Problem requirements — List every line of the records below that contains the string "dirt", matching case exactly.

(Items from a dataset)

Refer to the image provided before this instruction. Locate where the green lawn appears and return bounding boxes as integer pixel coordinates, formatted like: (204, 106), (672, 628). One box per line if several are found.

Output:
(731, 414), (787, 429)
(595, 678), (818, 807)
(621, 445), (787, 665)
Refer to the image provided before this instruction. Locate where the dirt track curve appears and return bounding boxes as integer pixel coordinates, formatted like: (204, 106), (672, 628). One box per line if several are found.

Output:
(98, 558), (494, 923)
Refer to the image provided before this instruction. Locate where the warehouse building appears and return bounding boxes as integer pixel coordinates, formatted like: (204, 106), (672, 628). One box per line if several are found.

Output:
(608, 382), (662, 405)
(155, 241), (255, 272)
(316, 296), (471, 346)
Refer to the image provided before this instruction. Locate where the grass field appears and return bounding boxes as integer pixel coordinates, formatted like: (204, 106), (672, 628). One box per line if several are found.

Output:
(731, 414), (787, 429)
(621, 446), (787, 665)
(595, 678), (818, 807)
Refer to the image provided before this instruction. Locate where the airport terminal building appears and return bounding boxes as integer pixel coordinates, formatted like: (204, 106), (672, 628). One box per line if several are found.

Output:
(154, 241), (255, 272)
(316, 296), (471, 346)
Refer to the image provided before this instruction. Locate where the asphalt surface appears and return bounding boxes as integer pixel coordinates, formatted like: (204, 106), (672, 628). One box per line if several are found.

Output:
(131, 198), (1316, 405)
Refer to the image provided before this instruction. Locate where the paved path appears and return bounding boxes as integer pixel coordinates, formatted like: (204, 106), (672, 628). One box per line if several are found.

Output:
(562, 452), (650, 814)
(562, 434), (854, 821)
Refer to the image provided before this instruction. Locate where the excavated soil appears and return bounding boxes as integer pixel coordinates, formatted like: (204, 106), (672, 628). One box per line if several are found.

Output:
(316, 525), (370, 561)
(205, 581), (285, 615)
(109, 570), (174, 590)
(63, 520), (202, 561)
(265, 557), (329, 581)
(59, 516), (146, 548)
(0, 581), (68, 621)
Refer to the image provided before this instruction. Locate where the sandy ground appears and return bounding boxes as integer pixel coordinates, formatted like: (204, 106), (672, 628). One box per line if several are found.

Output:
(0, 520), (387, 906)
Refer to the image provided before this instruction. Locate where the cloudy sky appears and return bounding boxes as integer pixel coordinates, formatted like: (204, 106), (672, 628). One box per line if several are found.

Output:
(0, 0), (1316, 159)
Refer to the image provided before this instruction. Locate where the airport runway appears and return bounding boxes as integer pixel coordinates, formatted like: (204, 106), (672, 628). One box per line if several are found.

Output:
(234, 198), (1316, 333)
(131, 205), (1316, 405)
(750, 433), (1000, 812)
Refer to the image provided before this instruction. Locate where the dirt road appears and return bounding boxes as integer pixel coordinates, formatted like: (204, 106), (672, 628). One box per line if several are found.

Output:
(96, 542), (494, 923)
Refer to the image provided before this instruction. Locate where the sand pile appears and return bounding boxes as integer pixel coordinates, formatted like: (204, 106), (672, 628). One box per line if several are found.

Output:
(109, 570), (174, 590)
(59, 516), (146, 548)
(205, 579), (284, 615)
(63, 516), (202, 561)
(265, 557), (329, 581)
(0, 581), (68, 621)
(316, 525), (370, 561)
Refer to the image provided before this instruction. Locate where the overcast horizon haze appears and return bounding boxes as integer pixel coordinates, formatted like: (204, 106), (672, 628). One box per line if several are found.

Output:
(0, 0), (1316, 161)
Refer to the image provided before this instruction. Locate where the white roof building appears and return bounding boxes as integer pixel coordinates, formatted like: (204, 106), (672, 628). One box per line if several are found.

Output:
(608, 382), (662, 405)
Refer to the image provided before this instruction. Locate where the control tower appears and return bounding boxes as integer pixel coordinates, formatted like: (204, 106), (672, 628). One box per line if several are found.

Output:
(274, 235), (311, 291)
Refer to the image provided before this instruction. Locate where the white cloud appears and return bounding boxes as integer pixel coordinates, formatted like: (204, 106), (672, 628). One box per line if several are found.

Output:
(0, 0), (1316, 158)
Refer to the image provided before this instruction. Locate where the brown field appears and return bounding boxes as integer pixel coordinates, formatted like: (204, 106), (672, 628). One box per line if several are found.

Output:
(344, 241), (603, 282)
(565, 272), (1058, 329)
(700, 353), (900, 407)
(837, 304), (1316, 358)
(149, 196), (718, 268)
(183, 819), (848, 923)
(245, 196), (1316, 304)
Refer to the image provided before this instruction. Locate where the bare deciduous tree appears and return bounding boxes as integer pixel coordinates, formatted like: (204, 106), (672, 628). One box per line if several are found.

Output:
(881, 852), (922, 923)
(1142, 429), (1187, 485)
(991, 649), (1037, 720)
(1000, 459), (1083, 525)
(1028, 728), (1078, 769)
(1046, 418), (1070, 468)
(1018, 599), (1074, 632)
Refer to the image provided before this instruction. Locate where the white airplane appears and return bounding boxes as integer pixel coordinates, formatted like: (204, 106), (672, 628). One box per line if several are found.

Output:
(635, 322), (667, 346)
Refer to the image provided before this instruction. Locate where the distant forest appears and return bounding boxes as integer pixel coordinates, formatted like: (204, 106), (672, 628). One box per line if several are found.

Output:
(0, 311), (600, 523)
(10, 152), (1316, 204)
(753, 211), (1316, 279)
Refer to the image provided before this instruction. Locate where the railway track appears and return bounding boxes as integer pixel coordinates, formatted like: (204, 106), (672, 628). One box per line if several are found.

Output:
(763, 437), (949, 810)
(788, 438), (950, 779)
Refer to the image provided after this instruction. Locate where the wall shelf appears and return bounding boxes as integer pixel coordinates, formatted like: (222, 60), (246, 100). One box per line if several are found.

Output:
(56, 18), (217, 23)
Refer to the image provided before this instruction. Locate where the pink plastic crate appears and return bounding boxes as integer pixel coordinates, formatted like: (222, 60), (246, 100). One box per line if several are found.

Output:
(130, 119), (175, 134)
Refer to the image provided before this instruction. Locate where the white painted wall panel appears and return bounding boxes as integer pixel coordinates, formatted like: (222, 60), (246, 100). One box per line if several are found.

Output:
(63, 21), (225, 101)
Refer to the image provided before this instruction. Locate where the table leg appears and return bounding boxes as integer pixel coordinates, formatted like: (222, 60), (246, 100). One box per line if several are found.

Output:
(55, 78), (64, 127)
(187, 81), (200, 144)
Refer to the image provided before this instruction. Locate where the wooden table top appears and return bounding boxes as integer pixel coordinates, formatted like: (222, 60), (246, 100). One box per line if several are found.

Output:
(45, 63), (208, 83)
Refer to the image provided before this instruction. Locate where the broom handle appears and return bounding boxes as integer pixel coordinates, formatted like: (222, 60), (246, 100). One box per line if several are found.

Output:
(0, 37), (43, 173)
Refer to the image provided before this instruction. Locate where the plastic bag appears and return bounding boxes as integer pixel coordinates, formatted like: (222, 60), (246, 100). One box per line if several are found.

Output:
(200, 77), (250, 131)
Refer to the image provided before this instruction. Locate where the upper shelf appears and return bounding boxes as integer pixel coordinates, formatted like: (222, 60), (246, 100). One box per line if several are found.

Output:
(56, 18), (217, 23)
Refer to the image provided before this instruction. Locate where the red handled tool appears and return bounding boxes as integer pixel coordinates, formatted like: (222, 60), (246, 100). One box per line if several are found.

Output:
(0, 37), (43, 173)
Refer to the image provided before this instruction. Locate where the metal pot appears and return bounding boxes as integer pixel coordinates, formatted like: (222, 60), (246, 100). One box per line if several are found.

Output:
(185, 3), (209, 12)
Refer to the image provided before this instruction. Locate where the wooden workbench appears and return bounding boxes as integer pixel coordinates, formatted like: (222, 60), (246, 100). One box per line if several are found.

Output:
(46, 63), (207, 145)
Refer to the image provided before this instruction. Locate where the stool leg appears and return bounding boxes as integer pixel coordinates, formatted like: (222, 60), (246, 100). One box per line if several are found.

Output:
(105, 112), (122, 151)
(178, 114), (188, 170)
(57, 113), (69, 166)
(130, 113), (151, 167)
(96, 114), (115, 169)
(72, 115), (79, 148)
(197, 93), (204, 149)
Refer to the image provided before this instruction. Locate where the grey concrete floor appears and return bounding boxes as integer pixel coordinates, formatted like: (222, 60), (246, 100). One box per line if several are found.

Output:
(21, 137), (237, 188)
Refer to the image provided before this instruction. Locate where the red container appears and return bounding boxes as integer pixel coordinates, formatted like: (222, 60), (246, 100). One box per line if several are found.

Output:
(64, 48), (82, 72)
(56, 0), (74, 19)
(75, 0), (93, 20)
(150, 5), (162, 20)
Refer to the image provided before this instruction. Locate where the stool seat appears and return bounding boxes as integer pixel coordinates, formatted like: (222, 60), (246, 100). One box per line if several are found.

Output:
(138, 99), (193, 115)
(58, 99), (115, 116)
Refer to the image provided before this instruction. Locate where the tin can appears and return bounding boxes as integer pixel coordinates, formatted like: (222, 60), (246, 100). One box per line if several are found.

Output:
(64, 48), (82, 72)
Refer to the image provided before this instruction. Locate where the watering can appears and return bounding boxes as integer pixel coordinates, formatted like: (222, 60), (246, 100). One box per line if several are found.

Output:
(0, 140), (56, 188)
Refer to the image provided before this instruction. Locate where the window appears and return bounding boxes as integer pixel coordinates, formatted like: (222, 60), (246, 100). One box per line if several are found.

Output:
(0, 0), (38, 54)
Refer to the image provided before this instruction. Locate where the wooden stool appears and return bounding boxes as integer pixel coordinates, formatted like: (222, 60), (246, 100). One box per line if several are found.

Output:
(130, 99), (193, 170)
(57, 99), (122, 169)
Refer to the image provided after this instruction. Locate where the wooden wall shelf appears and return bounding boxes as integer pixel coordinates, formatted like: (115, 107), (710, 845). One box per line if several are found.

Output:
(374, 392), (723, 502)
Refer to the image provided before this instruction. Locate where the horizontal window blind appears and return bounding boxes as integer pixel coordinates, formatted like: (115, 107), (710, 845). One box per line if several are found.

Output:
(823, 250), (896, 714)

In response —
Refer to the image provided before this instruction. Locate where the dirt track curve appears and return bounding boxes as integer pixel coordinates, formatted like: (204, 106), (672, 628). One box per line if several are found.
Refer to the image provided before this instruction. Locate where the dirt road appears and return bounding boxes as integer pixel coordinates, formatted like: (204, 106), (672, 628). One box per line if several are found.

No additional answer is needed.